Dataset entries
==============================
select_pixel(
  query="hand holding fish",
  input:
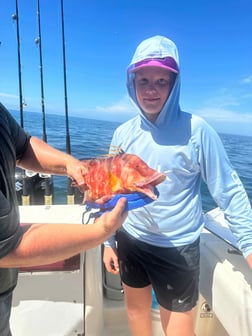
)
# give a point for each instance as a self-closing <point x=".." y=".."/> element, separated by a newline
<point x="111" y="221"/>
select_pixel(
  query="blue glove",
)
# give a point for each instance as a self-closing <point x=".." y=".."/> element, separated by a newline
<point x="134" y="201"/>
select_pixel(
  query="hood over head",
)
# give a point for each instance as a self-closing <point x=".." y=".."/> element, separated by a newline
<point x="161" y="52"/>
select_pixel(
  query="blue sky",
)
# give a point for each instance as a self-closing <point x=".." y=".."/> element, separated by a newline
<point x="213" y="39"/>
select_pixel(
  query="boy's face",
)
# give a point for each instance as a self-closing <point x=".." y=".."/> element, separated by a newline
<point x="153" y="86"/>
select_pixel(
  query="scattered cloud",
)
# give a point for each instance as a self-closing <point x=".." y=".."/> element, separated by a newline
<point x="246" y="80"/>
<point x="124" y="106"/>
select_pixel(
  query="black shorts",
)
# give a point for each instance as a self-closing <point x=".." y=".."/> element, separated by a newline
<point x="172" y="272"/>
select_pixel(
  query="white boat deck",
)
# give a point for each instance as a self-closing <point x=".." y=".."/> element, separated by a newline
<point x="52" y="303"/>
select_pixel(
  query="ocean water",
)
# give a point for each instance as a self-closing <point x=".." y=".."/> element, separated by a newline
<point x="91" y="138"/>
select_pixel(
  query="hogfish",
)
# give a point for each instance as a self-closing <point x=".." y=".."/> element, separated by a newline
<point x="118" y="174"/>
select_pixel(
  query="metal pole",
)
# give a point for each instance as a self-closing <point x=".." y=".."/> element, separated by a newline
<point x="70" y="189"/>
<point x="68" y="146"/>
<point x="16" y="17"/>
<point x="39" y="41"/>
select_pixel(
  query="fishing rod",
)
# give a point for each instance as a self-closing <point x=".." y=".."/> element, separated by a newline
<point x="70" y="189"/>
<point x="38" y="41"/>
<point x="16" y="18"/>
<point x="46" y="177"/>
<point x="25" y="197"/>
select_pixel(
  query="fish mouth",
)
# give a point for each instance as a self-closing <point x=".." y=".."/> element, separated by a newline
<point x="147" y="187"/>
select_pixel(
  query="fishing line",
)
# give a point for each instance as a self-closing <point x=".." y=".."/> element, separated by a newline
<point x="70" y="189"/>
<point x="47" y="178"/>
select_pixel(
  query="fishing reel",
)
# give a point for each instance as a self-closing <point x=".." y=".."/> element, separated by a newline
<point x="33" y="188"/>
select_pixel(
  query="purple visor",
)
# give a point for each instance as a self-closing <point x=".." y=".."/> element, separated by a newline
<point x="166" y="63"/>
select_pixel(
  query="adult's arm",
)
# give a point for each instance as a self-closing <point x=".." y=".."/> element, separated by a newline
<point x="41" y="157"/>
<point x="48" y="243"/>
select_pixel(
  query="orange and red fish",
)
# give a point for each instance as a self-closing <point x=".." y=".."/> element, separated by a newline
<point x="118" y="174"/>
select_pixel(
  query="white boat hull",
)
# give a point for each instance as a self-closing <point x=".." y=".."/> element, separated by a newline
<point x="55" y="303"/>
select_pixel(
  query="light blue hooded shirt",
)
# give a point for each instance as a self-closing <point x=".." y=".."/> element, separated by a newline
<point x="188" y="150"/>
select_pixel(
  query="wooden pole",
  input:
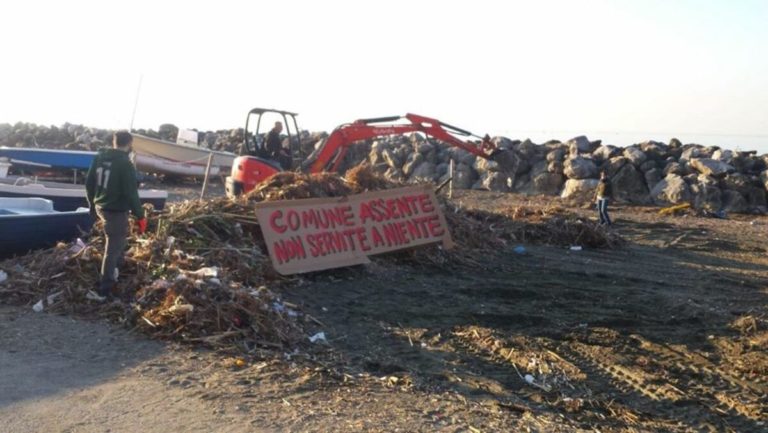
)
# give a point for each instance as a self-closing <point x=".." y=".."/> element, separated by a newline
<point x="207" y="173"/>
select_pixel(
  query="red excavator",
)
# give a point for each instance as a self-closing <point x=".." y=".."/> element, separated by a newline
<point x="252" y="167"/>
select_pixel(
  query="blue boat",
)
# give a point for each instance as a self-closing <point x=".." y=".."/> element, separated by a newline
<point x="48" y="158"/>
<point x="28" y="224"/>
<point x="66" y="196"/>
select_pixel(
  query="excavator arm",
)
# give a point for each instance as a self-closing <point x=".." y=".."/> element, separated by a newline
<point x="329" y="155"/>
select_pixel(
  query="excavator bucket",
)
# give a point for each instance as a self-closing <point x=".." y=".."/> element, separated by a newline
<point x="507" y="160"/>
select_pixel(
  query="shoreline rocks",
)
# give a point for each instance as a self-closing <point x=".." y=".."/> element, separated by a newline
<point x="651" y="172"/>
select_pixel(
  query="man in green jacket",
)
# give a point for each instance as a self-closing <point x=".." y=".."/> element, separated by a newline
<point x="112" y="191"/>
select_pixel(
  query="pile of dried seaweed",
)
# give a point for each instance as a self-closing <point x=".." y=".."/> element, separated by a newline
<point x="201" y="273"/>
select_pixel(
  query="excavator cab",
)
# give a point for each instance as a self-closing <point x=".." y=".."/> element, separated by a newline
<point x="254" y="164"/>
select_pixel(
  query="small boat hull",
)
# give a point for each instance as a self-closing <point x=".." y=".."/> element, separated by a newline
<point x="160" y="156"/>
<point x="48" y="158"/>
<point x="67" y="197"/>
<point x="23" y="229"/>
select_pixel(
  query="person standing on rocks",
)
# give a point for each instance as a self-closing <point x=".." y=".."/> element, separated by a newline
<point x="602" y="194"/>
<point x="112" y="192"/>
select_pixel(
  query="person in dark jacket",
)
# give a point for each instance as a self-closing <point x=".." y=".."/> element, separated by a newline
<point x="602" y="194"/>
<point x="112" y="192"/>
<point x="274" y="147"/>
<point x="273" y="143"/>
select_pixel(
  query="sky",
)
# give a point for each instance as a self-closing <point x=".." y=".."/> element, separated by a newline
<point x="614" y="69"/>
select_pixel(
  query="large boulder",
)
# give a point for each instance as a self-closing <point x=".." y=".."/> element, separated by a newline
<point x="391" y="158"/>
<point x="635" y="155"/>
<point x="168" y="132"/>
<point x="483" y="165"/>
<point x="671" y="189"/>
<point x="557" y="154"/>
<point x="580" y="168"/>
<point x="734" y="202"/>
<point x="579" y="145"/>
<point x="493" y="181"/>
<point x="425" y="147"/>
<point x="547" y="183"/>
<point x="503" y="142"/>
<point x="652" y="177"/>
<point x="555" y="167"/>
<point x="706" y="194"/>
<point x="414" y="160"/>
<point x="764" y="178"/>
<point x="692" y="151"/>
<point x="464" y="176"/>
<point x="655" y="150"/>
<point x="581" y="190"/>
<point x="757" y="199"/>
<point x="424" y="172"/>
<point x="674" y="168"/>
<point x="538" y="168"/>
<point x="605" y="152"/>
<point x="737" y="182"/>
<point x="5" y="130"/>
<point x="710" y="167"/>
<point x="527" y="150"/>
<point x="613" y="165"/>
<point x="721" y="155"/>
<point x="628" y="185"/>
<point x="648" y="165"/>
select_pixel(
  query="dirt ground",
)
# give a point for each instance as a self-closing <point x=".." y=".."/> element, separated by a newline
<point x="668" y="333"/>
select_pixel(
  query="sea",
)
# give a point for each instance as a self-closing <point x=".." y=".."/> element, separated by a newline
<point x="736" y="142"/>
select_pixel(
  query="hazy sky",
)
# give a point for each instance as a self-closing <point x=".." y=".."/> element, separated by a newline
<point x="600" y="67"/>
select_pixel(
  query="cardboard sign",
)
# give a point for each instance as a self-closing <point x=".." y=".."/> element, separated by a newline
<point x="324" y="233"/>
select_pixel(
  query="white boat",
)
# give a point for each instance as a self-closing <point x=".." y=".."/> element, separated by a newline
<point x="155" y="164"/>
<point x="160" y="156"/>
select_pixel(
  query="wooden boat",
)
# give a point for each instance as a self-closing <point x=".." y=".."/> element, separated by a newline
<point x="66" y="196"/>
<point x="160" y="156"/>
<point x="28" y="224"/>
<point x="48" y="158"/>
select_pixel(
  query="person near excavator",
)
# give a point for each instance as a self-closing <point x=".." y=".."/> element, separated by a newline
==============================
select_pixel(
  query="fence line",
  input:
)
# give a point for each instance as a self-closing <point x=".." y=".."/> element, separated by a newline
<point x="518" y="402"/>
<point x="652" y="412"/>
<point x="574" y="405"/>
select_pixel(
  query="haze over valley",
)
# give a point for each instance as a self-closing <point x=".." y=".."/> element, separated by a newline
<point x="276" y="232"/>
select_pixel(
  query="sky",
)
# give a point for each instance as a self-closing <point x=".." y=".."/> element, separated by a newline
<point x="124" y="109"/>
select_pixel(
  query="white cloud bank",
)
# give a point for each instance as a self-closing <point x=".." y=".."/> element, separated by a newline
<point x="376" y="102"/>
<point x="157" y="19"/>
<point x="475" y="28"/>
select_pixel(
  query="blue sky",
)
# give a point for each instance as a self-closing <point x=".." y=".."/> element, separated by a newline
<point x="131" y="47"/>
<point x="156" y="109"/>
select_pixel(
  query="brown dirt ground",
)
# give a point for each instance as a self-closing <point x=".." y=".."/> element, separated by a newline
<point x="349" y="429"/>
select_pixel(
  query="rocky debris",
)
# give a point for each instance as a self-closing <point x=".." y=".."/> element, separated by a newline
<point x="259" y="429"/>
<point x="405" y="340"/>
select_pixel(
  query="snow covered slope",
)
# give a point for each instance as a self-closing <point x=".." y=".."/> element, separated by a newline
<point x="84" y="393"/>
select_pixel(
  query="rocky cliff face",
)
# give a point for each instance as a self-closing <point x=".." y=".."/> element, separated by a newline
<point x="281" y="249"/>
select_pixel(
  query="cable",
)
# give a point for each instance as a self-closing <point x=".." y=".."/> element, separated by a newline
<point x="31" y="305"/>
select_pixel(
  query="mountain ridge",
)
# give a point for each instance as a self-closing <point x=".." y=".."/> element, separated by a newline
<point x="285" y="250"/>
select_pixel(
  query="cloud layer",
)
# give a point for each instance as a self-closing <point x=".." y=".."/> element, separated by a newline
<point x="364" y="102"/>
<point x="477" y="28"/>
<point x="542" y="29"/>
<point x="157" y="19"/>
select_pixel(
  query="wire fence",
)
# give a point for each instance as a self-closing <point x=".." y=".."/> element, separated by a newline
==============================
▸ **WHAT NEEDS TO BE DONE**: Show every line of the records above that contains the string "white".

▸ **OUTPUT OF THE TASK**:
  query="white boat deck",
  query="white boat hull",
  query="white boat",
  query="white cloud bank",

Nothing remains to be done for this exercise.